-- ASSIGNMENT --
Please retype all the records below exactly as they read.

(Beginning of EXTRACTED INFORMATION)

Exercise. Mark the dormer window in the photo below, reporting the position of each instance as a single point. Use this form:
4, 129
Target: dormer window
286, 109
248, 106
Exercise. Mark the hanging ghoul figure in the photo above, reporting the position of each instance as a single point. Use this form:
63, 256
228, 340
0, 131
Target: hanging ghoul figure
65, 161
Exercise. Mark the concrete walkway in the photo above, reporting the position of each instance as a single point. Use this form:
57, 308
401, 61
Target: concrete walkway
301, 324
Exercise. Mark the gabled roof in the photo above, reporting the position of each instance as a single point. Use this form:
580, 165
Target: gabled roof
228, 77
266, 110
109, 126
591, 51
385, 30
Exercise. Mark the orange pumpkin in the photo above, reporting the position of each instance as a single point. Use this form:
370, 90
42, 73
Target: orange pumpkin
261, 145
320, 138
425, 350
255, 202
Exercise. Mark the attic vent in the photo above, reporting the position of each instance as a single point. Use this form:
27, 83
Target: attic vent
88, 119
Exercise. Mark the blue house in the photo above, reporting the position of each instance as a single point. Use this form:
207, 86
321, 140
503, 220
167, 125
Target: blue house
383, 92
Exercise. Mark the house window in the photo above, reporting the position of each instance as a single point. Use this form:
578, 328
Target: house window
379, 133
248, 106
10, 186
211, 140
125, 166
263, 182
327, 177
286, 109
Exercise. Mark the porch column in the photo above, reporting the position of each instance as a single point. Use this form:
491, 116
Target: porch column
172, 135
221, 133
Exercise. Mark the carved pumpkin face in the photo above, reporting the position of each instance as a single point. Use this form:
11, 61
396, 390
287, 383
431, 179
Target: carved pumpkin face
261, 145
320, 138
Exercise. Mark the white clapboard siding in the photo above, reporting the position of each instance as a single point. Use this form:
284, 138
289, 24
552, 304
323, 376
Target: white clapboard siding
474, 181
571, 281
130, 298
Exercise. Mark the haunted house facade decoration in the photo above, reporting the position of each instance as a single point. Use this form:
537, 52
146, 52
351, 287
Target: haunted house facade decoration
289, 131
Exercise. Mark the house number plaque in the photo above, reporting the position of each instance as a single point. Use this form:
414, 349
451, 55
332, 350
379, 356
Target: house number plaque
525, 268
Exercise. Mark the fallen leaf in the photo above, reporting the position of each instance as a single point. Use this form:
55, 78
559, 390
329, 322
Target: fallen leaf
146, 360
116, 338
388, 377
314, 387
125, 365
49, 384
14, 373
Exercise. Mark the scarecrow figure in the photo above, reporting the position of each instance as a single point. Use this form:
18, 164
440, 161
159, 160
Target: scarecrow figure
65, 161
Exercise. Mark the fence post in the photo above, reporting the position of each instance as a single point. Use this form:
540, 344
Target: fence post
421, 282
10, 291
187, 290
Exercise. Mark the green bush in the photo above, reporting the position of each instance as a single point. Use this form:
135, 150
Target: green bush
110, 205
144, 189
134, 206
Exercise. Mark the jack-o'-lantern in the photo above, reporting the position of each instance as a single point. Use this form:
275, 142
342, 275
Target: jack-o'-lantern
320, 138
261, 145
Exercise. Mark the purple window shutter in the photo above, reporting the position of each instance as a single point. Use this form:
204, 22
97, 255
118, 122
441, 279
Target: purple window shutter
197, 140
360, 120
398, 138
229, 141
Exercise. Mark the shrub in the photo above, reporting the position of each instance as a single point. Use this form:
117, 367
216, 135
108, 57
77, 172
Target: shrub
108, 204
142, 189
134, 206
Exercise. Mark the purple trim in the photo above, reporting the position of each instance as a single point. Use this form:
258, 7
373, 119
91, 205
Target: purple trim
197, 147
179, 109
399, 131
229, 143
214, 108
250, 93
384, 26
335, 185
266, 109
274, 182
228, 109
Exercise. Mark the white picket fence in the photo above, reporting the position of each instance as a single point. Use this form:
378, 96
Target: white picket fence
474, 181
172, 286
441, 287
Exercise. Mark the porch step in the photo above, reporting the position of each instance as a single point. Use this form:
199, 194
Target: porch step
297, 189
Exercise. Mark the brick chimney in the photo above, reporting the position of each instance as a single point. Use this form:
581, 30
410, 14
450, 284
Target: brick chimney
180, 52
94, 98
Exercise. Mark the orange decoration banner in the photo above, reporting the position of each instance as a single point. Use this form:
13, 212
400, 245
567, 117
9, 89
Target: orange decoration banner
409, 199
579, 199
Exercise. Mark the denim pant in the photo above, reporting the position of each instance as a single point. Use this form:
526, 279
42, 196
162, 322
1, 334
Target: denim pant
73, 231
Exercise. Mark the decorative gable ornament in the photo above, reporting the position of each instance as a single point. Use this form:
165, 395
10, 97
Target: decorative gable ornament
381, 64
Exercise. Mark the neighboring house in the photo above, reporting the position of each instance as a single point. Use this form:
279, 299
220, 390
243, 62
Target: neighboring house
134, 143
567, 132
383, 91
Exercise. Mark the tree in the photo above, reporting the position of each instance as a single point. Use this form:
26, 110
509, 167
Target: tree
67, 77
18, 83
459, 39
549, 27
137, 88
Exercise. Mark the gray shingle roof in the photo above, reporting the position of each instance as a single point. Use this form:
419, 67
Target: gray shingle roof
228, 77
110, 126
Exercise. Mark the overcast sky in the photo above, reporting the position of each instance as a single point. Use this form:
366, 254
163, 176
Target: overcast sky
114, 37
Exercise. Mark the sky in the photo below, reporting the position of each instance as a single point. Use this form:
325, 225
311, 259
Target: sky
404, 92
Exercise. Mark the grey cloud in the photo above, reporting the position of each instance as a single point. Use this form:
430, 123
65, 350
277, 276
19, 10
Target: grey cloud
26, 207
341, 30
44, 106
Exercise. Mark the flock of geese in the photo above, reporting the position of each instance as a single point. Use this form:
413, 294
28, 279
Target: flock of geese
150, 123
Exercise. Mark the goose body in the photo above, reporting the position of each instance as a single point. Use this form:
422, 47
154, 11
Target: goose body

(End of EXTRACTED INFORMATION)

-- TASK ANSWER --
Exercise. Mark the dormer window in the photo below, reporting the position of each instance as a single point. Use this form:
4, 129
Target: dormer window
286, 109
248, 106
Exercise. Mark the hanging ghoul figure in the photo above, reporting the position of each instance as a single point. Use this form:
63, 256
228, 340
0, 131
Target: hanging ghoul figure
65, 161
Exercise. Mark the concrete walkway in the photo above, reporting the position of each instance as a single point. Use this form:
57, 308
401, 61
Target: concrete walkway
301, 324
Exercise. Mark the gabled roof in the photo above, reporting the position of each instance as a single point. Use this form:
580, 165
Target: gabled roof
228, 77
266, 110
109, 126
591, 51
385, 30
Exercise. Mark the orange pumpkin in the photo above, reporting the position of each instance as a single point. Use this form:
370, 90
42, 73
Target: orange pumpkin
261, 145
320, 138
425, 350
255, 202
Exercise. Mark the attic vent in the photo above, reporting the position of each instance as a single point. Use this form:
27, 83
Target: attic vent
88, 119
Exercise. Mark the blue house in the photo above, reporting the position of each instance as a single point. Use this form:
207, 86
321, 140
503, 220
167, 125
Target: blue house
383, 92
Exercise. Mark the house window in the photo above, reporting the position of each instance as a single point. Use this form:
578, 328
Target: house window
379, 133
248, 106
10, 186
211, 140
125, 166
263, 182
327, 177
286, 109
Exercise. Mark the porch column in the photo above, reporting the position of each instance as a single point. Use this form:
491, 116
Target: porch column
172, 135
221, 133
Exercise. Mark the carved pumpkin face in the photo above, reporting the position of each instance as a single point. Use this form:
11, 61
396, 390
287, 383
431, 179
Target: carved pumpkin face
261, 145
320, 138
Exercise. Mark the white clapboard siding in the photo above, reporting the position of each instance as a single point. Use this form:
284, 138
289, 24
552, 304
323, 376
Target: white clapboard siding
474, 181
571, 281
130, 298
Exercise. Mark the haunted house facade decoration in the photo above, reporting the position of each instance as a single point. Use this form:
537, 52
146, 52
351, 287
Target: haunted house facade decoration
289, 131
Exercise. Mark the house number plaque in the photo above, reporting the position of each instance as a single point. Use this form:
414, 349
451, 55
332, 350
379, 356
Target: house number plaque
525, 268
Exercise. Mark the fallen leaf in the photo above, reporting the position of each instance as a single point. Use this form:
55, 78
559, 390
329, 322
Target: fallen leaf
146, 360
116, 338
388, 377
314, 387
125, 365
49, 384
14, 373
Exercise. Mark the scarecrow figure in the photo above, reporting the position of each instance as a single point. Use this form:
18, 164
440, 161
159, 160
Target: scarecrow figure
65, 161
Exercise. Mark the fence post in the photo above, reporting the position of each instance as a single point. Use this form:
540, 344
Target: fence post
421, 282
10, 291
187, 290
Exercise. Mark the green bush in the photo above, reporting the position of each instance as a single point. Use this form:
135, 150
Target: green bush
110, 205
144, 189
134, 206
Exercise. Mark the jack-o'-lantern in the photo above, reporting the position of each instance as a single point. Use this form:
275, 142
342, 275
Target: jack-o'-lantern
320, 138
261, 145
Exercise. Mark the purple window shutter in the photo above, reporting the position of each instance as a single point. Use this form:
204, 22
97, 255
118, 122
441, 279
Target: purple window shutter
197, 140
360, 120
398, 138
229, 141
Exercise. Mark the shrub in the photo above, reporting the position of each instance as a single point. Use this form:
117, 367
216, 135
108, 57
77, 172
Target: shrub
108, 204
142, 189
134, 206
Exercise. Mark the purple trim in the photo above, reporting the position of each instance as a single point. Use this form:
258, 7
373, 119
91, 205
Target: purple trim
197, 147
179, 109
399, 131
229, 143
214, 108
250, 93
384, 26
335, 185
266, 109
274, 182
228, 109
Exercise. Mark the white picket fence in the photo above, reporting the position of each instance as a single point. Use this form:
378, 96
Target: white picket fence
474, 181
172, 286
441, 287
Exercise. Mark the porch step in the photo above, reporting the position of each instance as a single point. Use this form:
199, 194
Target: porch step
297, 189
Exercise. Mark the brick chimney in the photo above, reporting the position of each instance as a single point. Use this form:
581, 30
410, 14
450, 284
Target: brick chimney
180, 52
94, 98
Exercise. Mark the orange decoration banner in the photo above, reporting the position of each instance as a single point. Use this form:
13, 212
400, 245
567, 117
9, 89
Target: orange decoration banner
409, 199
579, 199
Exercise. Mark the denim pant in the photo above, reporting the position of each instance as a single point. Use this form:
526, 279
42, 196
162, 322
1, 334
Target: denim pant
73, 231
Exercise. Mark the decorative gable ornament in the photo above, reporting the position of each instance as a single point. Use this form:
165, 395
10, 97
Target: decorative gable ornament
381, 64
Exercise. Mark the neighboring house in the photo above, reporting the position of each instance as a single point. Use this form:
279, 299
220, 390
243, 62
Target: neighboring house
134, 143
567, 132
383, 91
Exercise. Mark the tree in the photo above, reporting the position of each instance as a single point. Use this form:
26, 110
509, 167
Target: tree
67, 77
18, 83
459, 39
549, 27
137, 88
Exercise. Mark the gray shingle roof in the photo above, reporting the position of each instance as a single point. Use this form:
419, 67
Target: gray shingle roof
228, 77
110, 126
Exercise. Mark the overcast sky in the photo above, reporting the position of each instance as a single point. Use this form:
366, 254
163, 176
Target: overcast sky
114, 37
Exercise. Mark the sky in the photo below, reporting the position of each instance as a single point. Use this form:
325, 225
311, 259
Target: sky
404, 92
Exercise. Mark the grey cloud in the photo above, reporting the position of each instance as a single point. Use this form:
430, 123
65, 350
277, 276
19, 10
Target: grey cloud
26, 207
341, 30
44, 106
Exercise. Mark the flock of geese in the photo above, reporting the position of each instance as a single point. Use this form:
413, 294
28, 279
Target: flock of geese
150, 123
Exercise. Mark the goose body in the photo above, reporting the position of each instance as a single point. Use this form:
422, 47
154, 11
Target: goose body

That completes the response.